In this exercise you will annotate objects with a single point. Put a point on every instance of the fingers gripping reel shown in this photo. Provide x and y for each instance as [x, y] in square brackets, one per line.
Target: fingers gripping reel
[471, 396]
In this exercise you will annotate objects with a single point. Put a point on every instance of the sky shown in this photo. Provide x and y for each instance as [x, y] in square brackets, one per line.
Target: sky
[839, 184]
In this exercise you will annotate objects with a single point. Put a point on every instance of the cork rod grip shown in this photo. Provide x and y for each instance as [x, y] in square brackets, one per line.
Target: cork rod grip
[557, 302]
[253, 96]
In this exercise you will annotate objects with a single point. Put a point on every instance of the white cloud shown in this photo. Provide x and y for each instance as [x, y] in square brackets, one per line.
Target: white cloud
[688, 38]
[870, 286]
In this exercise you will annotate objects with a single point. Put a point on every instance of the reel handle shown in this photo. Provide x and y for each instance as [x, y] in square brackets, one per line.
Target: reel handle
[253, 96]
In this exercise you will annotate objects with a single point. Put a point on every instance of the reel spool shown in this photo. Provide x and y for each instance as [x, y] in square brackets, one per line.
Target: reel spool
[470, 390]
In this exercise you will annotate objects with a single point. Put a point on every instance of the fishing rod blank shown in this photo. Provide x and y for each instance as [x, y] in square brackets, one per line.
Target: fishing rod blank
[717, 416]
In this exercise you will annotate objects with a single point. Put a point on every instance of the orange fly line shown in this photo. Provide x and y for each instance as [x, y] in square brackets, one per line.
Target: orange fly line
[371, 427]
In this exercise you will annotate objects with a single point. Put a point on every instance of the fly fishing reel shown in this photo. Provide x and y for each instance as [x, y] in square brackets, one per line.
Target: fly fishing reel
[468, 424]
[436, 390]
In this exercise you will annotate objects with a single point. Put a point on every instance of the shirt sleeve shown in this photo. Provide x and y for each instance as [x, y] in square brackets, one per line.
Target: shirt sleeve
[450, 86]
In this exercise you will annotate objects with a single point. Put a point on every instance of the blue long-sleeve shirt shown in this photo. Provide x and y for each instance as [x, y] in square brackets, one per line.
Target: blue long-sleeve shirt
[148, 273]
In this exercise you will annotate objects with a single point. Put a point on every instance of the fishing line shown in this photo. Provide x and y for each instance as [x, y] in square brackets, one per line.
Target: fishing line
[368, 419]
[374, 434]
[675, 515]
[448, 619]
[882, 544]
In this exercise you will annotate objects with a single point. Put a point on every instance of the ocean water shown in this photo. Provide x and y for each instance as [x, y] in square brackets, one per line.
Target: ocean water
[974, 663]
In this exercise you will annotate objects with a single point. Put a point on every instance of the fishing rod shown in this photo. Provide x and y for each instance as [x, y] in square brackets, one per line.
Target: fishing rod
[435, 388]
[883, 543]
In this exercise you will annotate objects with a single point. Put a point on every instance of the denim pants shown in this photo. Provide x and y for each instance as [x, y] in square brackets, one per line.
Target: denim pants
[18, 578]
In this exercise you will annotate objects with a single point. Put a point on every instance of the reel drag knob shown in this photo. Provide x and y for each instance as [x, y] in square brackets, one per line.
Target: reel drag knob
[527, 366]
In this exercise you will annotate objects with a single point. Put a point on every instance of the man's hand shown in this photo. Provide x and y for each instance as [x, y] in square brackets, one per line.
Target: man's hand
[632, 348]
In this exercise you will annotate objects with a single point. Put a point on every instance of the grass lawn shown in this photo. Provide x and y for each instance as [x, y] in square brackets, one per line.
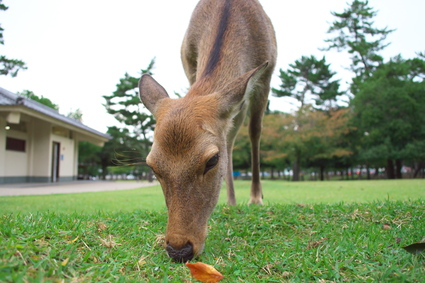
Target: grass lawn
[310, 232]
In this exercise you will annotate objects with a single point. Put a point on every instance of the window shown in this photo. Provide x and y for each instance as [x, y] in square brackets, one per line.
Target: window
[15, 144]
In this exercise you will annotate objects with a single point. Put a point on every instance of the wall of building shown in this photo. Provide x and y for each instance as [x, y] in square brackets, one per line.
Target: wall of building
[2, 148]
[40, 152]
[66, 163]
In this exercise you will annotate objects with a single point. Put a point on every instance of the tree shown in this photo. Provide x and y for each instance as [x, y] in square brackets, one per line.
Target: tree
[355, 33]
[9, 66]
[88, 160]
[41, 99]
[77, 115]
[309, 80]
[389, 111]
[134, 137]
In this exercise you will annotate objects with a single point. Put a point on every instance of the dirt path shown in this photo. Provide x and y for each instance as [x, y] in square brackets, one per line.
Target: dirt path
[68, 187]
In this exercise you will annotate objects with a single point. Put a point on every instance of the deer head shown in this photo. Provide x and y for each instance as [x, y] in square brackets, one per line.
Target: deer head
[189, 156]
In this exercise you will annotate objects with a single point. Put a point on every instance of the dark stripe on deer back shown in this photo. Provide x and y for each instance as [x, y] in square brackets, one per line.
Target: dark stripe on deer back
[214, 58]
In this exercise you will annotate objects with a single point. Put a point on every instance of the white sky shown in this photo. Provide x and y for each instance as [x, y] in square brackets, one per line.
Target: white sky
[76, 51]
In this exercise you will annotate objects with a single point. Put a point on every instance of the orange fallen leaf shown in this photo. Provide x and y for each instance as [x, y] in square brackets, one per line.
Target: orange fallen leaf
[204, 272]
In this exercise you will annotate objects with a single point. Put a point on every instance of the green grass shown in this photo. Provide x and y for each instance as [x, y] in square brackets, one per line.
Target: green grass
[275, 192]
[278, 243]
[306, 232]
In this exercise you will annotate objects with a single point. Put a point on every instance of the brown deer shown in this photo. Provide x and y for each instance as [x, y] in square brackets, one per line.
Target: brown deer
[228, 54]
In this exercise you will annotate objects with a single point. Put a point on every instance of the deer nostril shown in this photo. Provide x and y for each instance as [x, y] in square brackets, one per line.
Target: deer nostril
[181, 255]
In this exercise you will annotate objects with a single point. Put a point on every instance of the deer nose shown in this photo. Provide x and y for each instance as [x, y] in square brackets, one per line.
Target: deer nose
[183, 254]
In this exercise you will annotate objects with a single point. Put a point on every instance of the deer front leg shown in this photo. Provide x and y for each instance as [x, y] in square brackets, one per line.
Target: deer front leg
[231, 136]
[257, 107]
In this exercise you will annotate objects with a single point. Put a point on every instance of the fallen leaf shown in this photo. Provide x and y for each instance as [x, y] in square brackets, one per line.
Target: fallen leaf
[109, 242]
[204, 272]
[386, 226]
[415, 248]
[101, 227]
[65, 262]
[70, 242]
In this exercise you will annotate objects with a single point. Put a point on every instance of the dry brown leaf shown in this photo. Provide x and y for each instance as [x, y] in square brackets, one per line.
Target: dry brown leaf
[65, 262]
[415, 248]
[73, 241]
[204, 272]
[109, 242]
[386, 226]
[101, 227]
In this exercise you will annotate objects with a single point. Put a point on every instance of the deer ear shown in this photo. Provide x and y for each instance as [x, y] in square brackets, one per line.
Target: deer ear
[235, 93]
[151, 92]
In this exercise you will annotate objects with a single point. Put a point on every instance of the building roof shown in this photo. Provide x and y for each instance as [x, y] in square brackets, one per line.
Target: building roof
[8, 98]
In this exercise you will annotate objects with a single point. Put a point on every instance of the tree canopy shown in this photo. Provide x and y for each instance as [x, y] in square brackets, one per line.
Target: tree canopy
[9, 66]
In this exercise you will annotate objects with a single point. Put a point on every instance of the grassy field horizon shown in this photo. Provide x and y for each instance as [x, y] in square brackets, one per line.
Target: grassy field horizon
[275, 192]
[349, 231]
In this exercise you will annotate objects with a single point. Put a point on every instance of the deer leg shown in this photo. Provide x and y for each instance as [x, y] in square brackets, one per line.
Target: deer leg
[257, 107]
[231, 136]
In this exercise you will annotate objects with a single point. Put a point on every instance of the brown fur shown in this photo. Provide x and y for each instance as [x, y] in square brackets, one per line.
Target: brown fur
[224, 53]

Written task »
Copy the listing exactly. Any image in it stays out of the copy.

Full output »
In this exercise you will annotate objects with a single point. Put a point on every instance of the fingers gripping reel shown in this photo. Provide x and y for each instance as [x, y] in square brackets, one per line.
Target: fingers gripping reel
[471, 396]
In this exercise you will annotate objects with a single point. Put a point on every instance of the sky shown in this photo. Provide x and y for each instance as [x, y] in square brackets, one per line.
Target: sky
[839, 184]
In this exercise you will annotate objects with a single point. Put a point on every instance of the cork rod grip shown in this photo. Provide x and y for each instance as [x, y] in square brackets, one per line.
Target: cork rod grip
[557, 302]
[253, 96]
In this exercise you will annotate objects with a single point. Put a point on every instance of the white cloud shown in this photo. Provide x and y for each instance as [x, y] in square brackets, one per line.
Target: white cloud
[688, 38]
[870, 286]
In this exercise you will annotate objects with a single point. Put a point on every instance of the reel handle shown in this photo. Provide x and y for each instance as [x, y] in square brackets, one per line.
Target: reel handle
[253, 96]
In this exercise you will annotate objects with a single point. Put a point on every instance of the reel spool shown in this photo. Provide x and y for each instance as [x, y] in square brackets, one per line.
Target: reel spool
[470, 390]
In this exercise you will annotate objects with a single point. Put a point on every instance of the fishing rod blank shown in this photo. Provide x and y for each instance as [x, y] in square brackets, one per line.
Target: fishing rod blank
[717, 416]
In this exercise you will annotate objects with a single point. Put a point on every instance of the orange fly line shown in this photo. Provide x and y for each instance as [x, y] in square brackets, one per line.
Target: orange fly line
[371, 427]
In this exercise you will annotate objects with a single point. Put a point on every instance of the fly fishing reel shown in this photo. Provide x and y for each instance as [x, y] in square brackets, one per line.
Target: fly fishing reel
[468, 424]
[436, 390]
In this exercise you will annotate objects with a single point. Put a point on every instance of the shirt sleeve shown in this photo. Provide x and y for each instance as [x, y] in square brackets, one per line.
Target: shirt sleeve
[450, 86]
In this exercise you will annotate objects with a single point. Put a point on every instance of the blue long-sleeve shirt shown in this photo. Provide x and y for each instance as [x, y] in square brackets, one per line.
Target: blue long-sleeve shirt
[148, 273]
In this exercise you will annotate objects with a single point. Put a point on every instance of the fishing line shown in this photo. Provide x and y for each instance as [x, y] in square brackets, one per line.
Target: fishing line
[368, 419]
[374, 434]
[675, 515]
[448, 619]
[882, 544]
In this exercise you will annotate objects with a single point. Put a point on every instance of the ocean water shown in this photo. Provide x and y for each instance as [x, y] in square brackets, one per line.
Target: ocean water
[974, 663]
In this exercise you will annotate objects with a single point. Put a point on every instance of the fishing rod shown in this photo. Provide x and y for each instance as [x, y] in square brackets, one per line.
Target: fishing rod
[435, 388]
[883, 543]
In this exercise you will annotate objects with a single point. Put a point on every instance of the denim pants shown in this photo. Provide x and y for each instance as [x, y] in square brackets, one per line.
Target: denim pants
[18, 578]
In this exercise you will annotate objects with a single point. Put a point on every instance of the reel drag knob shown in this photo. Provide x and y for each instance as [x, y] in square brackets, one per line.
Target: reel drag knob
[527, 366]
In this exercise you will annotate objects with a single point. Put a point on every instance of the man's hand shown in this photo. Provide x and y for each instance as [x, y] in square brackets, one per line.
Target: man's hand
[632, 348]
In this exercise you will annotate objects with a single point. Put a point on every instance of the grass lawn shown in this photo. Provide x and y for each instance as [x, y] in square brackets, one per line.
Target: grass lawn
[310, 232]
In this exercise you will annotate objects with a single point. Put a point on every instance of the window shown in this photo. Provide x and y for each instance as [x, y] in square brackets, one per line.
Target: window
[15, 144]
In this exercise you will annotate objects with a single point. Put a point on every instance of the wall of building shown in this photo. Provide x and y for each instance as [x, y] in square brackets, one per line.
Target: wall of building
[2, 148]
[40, 152]
[66, 163]
In this exercise you will annotate objects with a single point. Put a point on every instance of the tree shown in this photo. Provide x and y for each instance as [x, y] in square brackets, one per line.
Target: tree
[355, 33]
[9, 66]
[88, 160]
[41, 99]
[77, 115]
[309, 80]
[389, 111]
[134, 137]
In this exercise you will annotate objects with a single point. Put a point on every instance of the dirt path shown in this photo. Provide x and y for each instance as [x, y] in square brackets, one per line.
Target: dirt path
[68, 187]
In this exercise you will annotate objects with a single point. Put a point on every instance of the deer head shown in this photo. Provide x and y for each instance as [x, y] in square brackets, one per line.
Target: deer head
[189, 156]
In this exercise you will annotate objects with a single point. Put a point on every instance of the dark stripe on deer back shown in this photo. Provide x and y for each instance as [x, y] in square brackets, one per line.
Target: dark stripe on deer back
[214, 58]
In this exercise you will annotate objects with a single point. Put a point on every instance of the white sky shown in this photo. Provide x and y for each instance as [x, y] in square brackets, one per line.
Target: white sky
[76, 51]
In this exercise you will annotate objects with a single point. Put a point on every instance of the orange fallen leaf shown in this photo. Provide x and y for each instance as [x, y] in square brackets, one per line.
Target: orange fallen leaf
[204, 272]
In this exercise you will annotate objects with a single point. Put a point on every instance of the green grass shown in this photo. Provide x and y for each instance as [x, y] in square brackets, one per line.
Target: green grass
[275, 192]
[278, 243]
[306, 232]
In this exercise you will annotate objects with a single point. Put a point on every instance of the brown deer shown in this photo. Provide x and y for each instance as [x, y] in square brackets, one per line.
Target: brown deer
[228, 54]
In this exercise you will annotate objects with a single point. Put a point on every instance of the deer nostril shown in this photo. Provide x and y for each instance as [x, y] in square brackets, one per line.
Target: deer nostril
[181, 255]
In this exercise you will annotate objects with a single point. Put a point on every instance of the deer nose shown in this photo. Provide x and y for each instance as [x, y] in square brackets, one per line.
Target: deer nose
[183, 254]
In this exercise you will annotate objects with a single point. Put a point on every instance of the deer front leg shown in this photo. Provide x and y for each instance as [x, y] in square brackets, one per line.
Target: deer front leg
[231, 136]
[257, 107]
In this exercise you will annotate objects with a single point. Put a point on every instance of the fallen leaf shown in this photo. Provide x and y for each instance as [x, y] in square brackets, one per line.
Target: fallen leaf
[109, 242]
[204, 272]
[386, 226]
[415, 248]
[101, 227]
[65, 262]
[70, 242]
In this exercise you will annotate objects with a single point. Put a point on every instance of the dry brown leaf shown in this photo. Provide x and y for each instance as [x, y] in square brackets, one per line.
Target: dry brown leaf
[65, 262]
[415, 248]
[73, 241]
[204, 272]
[109, 242]
[386, 226]
[101, 227]
In this exercise you will annotate objects with a single point. Put a point on every instance of the deer ear shown in this photo. Provide x and y for each instance as [x, y] in square brackets, one per line.
Target: deer ear
[235, 93]
[151, 92]
In this exercise you will annotate objects with a single point. Put a point on every instance of the building roof shown in this photo. Provide x and y for each instance as [x, y] in square brackets, one per line.
Target: building roof
[8, 98]
In this exercise you will annotate objects with a single point. Put a point on every instance of the tree canopy shown in this photo. Provide x and y for each instance as [x, y] in square brackets, one per line.
Target: tree canopy
[9, 66]
In this exercise you will annotate objects with a single point. Put a point on every instance of the grassy field horizon shown in this photo. Provide x and y for each instance as [x, y] in square brackets, one per line.
Target: grassy field horizon
[275, 192]
[349, 231]
In this exercise you will annotate objects with a single point. Put a point on every instance of the deer leg shown in this photo. Provide x and y for each instance as [x, y] in square brackets, one per line.
Target: deer leg
[257, 107]
[231, 136]
In this exercise you will annotate objects with a single point. Put a point on every instance of the brown fur shown in this photo. Provide x and y for each instance as [x, y] in square brackets, one per line.
Target: brown fur
[224, 53]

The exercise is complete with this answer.